* START TASK INPUT *

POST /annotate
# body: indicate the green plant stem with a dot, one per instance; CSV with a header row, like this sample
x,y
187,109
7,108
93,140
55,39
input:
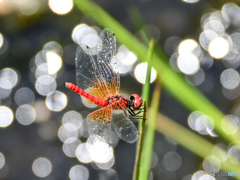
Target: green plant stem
x,y
191,141
137,166
141,123
150,131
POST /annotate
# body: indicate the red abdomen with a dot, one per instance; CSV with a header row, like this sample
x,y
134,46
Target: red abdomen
x,y
96,100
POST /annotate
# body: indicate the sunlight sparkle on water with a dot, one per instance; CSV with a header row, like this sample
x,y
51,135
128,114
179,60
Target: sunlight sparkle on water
x,y
82,153
78,171
8,78
99,150
206,38
140,73
218,48
188,63
42,112
28,7
25,114
42,167
65,132
188,46
6,116
61,6
54,62
24,96
56,101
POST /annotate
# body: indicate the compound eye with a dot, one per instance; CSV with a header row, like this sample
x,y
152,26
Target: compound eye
x,y
132,98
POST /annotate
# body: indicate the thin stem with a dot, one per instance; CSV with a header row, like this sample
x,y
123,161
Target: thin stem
x,y
150,131
137,166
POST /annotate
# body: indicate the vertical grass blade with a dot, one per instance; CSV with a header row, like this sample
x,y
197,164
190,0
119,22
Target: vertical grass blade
x,y
137,166
141,123
149,133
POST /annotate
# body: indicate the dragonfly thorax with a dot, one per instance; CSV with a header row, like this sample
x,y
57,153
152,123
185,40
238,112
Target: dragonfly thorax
x,y
135,101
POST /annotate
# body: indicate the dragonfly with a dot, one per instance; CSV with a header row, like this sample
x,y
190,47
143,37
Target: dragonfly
x,y
98,82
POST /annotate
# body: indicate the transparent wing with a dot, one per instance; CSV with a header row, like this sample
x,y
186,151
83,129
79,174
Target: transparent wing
x,y
106,60
123,126
99,125
87,74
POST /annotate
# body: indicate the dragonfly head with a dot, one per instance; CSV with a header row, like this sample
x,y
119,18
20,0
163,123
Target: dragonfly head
x,y
137,101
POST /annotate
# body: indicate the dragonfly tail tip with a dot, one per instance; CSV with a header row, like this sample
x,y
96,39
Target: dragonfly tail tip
x,y
67,84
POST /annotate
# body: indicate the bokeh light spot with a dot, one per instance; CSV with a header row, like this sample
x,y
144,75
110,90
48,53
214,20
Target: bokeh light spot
x,y
25,114
82,153
218,48
61,6
79,172
188,63
24,96
56,101
6,116
42,167
65,132
8,78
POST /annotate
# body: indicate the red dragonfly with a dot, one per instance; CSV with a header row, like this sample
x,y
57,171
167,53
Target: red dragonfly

* END TASK INPUT *

* [WHAT YOU NEED TO DO]: Leaving the pictures aside, transcribe the entire listing exactly.

* [REPLY TO THE EXERCISE]:
POST /annotate
# body: indicate the green plant stem with a dot, one per instance; CSV with a header row, like this sample
x,y
187,109
7,108
93,140
55,39
input:
Target: green plant stem
x,y
191,141
137,166
141,123
150,131
POST /annotate
# body: indicate the red abdomen with a dot, one per instance; CSV with a header row, like this sample
x,y
134,46
Target: red abdomen
x,y
96,100
POST /annotate
# body: indicate the sunlight sparkle on water with a dot, one per instance; CSV with a header row, like this sample
x,y
51,135
128,114
179,60
Target: sunlight sparkle on water
x,y
82,153
78,171
8,78
99,150
206,38
140,73
218,48
188,63
42,112
28,7
25,114
42,167
65,132
188,46
6,116
61,6
54,62
24,96
56,101
POST /annotate
# body: indicate the compound eye with a dot, one per instance; CSV with a header row, like this sample
x,y
152,26
Target: compound eye
x,y
132,98
POST /annotate
# body: indicate the thin stem with a dot, one per instance; CSV with a header row, like this sample
x,y
123,161
Target: thin stem
x,y
150,131
137,166
POST /annotate
# body: indicate the vertical grass blade with a dot, one per instance; CSV with a header row, like this sample
x,y
197,164
190,0
119,22
Target: vertical grass blade
x,y
137,166
141,123
149,133
POST /annotate
# body: indicate the dragonfly thorax with a dot, one per instance; CSV with a header row, like this sample
x,y
57,153
152,123
185,40
238,112
Target: dragonfly thorax
x,y
135,101
POST /annotate
# body: indicate the dragonfly with a dot, one per instance; CSV with a header row, like this sample
x,y
190,47
143,37
Target: dragonfly
x,y
98,82
POST /annotate
# body: indicate the transparent wing with a dot, one per instance; CSV with a header row, like this sample
x,y
186,151
83,129
79,174
Target: transparent wing
x,y
106,60
123,126
99,125
87,74
POST /annotate
# body: indicate the dragonfly head with a dot, one per instance; CSV with a header row, like this sample
x,y
119,18
20,0
163,123
Target: dragonfly head
x,y
137,101
POST /annotate
# body: indicate the dragonfly tail tip with a dot, one per instance; CSV with a header row, like this sample
x,y
96,39
Target: dragonfly tail tip
x,y
67,84
POST /annotate
# body: indicate the bokeh light spot with a dot, one per instance; CSV with a header row, like this sample
x,y
144,75
110,90
48,53
214,20
Target: bokeh light spot
x,y
25,114
82,153
218,48
61,6
79,172
188,63
24,96
56,101
6,116
42,167
65,132
8,78
POST /annotate
# body: indicate the red dragonfly with a dot, one per instance; CSV with a header row, like this sample
x,y
57,171
167,53
Target: red dragonfly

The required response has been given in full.